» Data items
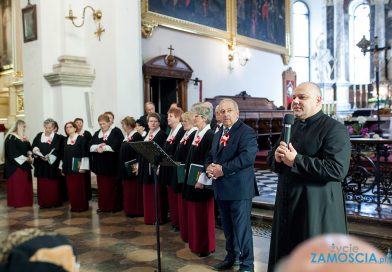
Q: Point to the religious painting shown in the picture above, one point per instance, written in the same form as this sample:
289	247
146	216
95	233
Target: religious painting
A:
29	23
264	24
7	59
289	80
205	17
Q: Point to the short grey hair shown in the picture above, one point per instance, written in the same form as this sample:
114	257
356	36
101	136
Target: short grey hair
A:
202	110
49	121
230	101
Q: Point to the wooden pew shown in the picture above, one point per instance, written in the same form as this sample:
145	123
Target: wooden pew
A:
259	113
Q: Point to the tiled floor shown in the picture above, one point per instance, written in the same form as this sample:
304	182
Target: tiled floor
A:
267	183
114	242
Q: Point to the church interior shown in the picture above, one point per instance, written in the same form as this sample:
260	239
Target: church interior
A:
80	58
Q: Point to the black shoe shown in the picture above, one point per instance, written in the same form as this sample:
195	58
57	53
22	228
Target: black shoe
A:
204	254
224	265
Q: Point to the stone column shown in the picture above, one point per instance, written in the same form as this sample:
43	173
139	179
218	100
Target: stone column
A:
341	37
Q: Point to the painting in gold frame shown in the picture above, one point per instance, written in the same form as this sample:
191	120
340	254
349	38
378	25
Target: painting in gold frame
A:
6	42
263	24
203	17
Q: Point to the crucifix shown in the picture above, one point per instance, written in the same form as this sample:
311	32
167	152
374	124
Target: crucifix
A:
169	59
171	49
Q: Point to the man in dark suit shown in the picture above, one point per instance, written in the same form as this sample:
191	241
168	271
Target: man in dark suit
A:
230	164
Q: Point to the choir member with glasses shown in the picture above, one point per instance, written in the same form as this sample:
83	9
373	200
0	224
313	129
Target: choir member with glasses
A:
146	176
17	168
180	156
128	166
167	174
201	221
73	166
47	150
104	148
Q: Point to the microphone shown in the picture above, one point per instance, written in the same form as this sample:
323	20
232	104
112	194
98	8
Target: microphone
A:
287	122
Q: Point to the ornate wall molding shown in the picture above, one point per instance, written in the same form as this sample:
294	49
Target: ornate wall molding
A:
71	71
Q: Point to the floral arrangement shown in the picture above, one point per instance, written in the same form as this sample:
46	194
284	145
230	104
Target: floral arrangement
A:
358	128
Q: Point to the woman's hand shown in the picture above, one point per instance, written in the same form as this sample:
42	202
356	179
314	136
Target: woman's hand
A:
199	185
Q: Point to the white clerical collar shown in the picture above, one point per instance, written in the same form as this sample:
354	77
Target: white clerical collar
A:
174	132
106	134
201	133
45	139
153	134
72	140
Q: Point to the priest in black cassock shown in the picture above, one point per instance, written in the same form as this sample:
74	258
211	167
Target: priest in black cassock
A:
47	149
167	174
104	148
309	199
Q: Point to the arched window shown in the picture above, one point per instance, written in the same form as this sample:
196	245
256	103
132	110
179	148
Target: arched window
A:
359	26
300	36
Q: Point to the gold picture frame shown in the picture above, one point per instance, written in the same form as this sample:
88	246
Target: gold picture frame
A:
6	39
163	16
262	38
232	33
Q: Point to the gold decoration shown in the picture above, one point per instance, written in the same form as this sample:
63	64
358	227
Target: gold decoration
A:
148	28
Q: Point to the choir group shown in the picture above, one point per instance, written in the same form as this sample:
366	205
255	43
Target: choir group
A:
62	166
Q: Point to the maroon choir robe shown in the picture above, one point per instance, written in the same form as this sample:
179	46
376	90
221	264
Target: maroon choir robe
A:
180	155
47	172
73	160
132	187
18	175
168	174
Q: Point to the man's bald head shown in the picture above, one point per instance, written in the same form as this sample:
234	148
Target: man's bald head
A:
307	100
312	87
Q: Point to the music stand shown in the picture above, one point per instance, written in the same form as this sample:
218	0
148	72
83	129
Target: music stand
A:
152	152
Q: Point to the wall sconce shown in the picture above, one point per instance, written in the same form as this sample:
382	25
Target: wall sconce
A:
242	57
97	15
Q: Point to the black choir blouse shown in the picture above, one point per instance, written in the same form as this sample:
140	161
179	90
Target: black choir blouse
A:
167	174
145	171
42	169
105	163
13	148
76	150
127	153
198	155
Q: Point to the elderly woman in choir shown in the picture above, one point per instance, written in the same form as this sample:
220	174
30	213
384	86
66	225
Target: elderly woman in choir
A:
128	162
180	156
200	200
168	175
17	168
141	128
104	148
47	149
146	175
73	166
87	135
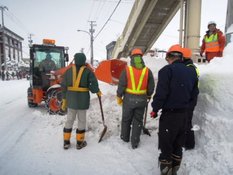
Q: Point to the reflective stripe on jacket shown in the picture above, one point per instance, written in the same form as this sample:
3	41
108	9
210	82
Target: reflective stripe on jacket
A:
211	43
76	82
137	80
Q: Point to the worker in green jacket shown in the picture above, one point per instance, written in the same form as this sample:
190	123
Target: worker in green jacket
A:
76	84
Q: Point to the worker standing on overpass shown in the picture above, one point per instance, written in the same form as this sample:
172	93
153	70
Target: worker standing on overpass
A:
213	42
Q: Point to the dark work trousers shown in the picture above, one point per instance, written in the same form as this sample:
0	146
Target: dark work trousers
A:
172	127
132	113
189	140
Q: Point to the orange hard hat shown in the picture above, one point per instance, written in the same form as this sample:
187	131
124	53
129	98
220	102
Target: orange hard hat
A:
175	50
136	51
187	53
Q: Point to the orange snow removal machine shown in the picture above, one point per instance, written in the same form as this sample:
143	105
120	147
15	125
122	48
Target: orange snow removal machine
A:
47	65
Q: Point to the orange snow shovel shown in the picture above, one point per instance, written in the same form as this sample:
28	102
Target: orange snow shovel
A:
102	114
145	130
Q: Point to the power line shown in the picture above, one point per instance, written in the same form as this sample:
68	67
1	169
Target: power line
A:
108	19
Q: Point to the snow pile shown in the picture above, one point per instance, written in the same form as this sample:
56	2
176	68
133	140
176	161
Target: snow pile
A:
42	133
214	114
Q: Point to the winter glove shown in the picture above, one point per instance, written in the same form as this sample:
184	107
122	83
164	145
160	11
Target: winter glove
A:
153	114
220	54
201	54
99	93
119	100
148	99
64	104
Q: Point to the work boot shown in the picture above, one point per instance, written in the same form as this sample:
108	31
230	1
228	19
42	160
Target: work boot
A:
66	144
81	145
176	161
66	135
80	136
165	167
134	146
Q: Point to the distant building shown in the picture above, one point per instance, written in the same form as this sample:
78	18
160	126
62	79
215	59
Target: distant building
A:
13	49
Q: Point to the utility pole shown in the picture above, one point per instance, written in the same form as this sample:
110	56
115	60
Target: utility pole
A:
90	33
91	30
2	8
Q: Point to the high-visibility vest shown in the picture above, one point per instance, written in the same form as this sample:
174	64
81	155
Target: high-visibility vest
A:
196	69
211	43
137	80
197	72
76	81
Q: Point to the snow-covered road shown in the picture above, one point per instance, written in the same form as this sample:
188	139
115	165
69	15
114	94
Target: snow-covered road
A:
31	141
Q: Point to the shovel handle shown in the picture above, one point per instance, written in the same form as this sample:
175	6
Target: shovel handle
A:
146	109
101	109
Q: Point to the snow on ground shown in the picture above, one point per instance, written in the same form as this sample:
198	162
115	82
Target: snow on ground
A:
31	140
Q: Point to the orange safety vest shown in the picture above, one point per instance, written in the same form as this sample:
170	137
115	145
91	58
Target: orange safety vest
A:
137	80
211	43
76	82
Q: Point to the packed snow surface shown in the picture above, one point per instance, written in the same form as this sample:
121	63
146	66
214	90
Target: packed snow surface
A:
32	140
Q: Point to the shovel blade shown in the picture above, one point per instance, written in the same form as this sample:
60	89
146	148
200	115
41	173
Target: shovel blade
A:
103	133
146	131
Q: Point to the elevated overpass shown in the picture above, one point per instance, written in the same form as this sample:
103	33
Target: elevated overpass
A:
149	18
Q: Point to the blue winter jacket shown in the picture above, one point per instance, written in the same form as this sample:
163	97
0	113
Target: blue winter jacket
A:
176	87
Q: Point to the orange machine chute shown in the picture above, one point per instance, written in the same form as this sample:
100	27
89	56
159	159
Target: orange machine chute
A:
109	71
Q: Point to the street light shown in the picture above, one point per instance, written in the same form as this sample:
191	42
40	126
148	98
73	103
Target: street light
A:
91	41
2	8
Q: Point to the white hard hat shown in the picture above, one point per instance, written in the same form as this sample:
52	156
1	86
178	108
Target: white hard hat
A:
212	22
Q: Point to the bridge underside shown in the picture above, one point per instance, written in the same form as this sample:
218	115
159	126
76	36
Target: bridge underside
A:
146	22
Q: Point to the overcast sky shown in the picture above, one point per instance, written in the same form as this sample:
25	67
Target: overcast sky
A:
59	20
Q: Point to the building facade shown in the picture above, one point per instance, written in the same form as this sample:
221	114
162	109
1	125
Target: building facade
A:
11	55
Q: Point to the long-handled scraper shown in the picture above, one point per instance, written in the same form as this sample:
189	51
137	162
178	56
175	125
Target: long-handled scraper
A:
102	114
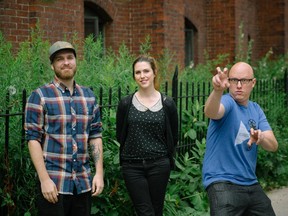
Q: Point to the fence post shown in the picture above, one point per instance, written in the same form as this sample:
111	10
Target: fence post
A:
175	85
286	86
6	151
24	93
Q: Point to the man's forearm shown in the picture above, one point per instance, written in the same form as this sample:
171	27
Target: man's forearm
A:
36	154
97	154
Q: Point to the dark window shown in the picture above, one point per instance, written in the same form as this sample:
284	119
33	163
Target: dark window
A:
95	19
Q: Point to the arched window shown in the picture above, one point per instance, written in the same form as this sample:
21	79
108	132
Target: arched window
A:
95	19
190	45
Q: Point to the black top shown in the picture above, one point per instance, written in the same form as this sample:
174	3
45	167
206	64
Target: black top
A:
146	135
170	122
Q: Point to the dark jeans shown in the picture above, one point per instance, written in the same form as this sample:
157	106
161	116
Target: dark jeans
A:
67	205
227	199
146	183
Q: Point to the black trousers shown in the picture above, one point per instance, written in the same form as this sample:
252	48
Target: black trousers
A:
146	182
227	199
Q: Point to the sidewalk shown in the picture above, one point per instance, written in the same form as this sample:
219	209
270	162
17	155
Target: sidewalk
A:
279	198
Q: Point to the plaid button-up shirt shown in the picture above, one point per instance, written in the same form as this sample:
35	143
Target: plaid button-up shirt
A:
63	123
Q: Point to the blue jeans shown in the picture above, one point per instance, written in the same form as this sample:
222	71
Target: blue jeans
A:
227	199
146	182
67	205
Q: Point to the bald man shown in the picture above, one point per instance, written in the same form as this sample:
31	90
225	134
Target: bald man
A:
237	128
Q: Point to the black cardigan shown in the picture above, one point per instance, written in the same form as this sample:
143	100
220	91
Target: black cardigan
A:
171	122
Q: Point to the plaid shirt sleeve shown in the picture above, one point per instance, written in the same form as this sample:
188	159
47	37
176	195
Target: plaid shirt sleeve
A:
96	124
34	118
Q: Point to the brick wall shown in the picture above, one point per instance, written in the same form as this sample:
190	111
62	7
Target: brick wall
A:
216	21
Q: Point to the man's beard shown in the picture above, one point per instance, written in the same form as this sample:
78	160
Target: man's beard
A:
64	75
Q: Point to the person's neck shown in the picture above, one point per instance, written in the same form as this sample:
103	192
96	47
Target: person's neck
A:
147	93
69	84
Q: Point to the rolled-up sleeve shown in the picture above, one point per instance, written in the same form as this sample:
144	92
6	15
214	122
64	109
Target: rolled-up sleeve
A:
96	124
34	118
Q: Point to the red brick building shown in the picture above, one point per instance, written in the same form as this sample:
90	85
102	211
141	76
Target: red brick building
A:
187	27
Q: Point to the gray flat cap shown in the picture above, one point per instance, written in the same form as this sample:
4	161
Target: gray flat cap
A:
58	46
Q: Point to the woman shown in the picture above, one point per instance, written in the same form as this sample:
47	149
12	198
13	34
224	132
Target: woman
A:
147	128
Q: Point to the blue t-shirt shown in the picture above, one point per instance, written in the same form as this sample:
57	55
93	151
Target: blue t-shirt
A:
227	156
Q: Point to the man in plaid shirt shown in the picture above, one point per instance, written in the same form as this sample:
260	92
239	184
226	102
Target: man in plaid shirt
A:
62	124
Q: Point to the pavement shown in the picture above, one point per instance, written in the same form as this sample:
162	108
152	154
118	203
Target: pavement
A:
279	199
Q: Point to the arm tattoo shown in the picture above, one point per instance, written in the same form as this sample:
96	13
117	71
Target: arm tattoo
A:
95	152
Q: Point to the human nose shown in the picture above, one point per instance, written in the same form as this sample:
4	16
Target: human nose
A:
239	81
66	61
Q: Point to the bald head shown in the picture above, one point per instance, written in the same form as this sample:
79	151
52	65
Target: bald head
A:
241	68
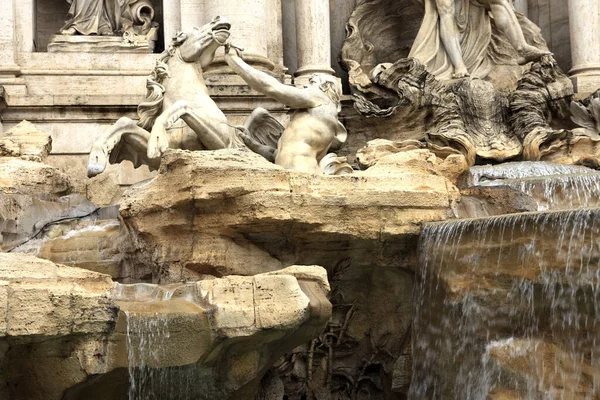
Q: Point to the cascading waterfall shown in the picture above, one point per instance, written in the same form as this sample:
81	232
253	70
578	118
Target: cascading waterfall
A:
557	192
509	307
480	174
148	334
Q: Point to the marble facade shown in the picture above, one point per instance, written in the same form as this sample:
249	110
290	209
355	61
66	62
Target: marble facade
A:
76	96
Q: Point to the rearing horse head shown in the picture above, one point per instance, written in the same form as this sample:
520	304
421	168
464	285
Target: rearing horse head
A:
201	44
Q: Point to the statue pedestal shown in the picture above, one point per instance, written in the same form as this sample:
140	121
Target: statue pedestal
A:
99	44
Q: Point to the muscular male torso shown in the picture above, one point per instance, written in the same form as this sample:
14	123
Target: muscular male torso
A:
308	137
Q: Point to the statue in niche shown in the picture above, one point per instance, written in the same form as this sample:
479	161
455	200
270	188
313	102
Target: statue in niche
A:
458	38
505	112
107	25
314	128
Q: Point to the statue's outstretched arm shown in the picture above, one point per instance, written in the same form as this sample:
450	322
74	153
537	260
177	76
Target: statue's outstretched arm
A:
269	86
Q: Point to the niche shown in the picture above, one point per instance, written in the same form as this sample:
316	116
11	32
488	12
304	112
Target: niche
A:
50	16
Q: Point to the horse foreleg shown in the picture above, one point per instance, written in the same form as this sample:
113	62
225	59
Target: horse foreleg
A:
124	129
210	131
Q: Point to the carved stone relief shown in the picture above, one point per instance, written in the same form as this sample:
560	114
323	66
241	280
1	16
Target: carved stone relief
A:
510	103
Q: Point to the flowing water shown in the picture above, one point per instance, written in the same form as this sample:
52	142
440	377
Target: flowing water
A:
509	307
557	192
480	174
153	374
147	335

» DIRECTIONS FOR THIS TASK
Set down, exactly and in full, the lines from the one containing "Q: Point to the niche" through the end of the entries; no other line belongs.

» SOLUTION FOR THIS EXERCISE
Q: Point to the niche shown in the picture above, one point per instance, written in the same form as this sample:
316	116
11	32
488	12
304	112
Target: niche
A:
50	16
Q: Point to the horse foreleg shown in the picture above, one point per instance, written in the same form as this sample:
113	62
225	59
Target: horse foreleg
A:
124	129
210	131
Q: Point to the carved stone relief shown in the picture above, one point per instance, written in the same form as this sample:
560	114
323	66
241	280
1	16
Target: carved stone relief
A:
510	103
Q: Point to the flowing water shown in the picture above, one point per instance, written in the same form as this sample:
52	142
440	377
Target: flowing water
A:
509	307
557	192
480	174
153	374
147	335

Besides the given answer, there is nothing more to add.